● **Problem to solve**:
Set down exactly, and only, the lines from the one with "emit = xml-attr" to the final line of the entries, both included.

==== Information supplied

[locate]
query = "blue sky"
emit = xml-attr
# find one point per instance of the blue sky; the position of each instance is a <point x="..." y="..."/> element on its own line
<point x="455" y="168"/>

========

● **Exercise solution**:
emit = xml-attr
# find one point per instance of the blue sky; the position of each instance is a <point x="..." y="..."/> element on its own line
<point x="455" y="168"/>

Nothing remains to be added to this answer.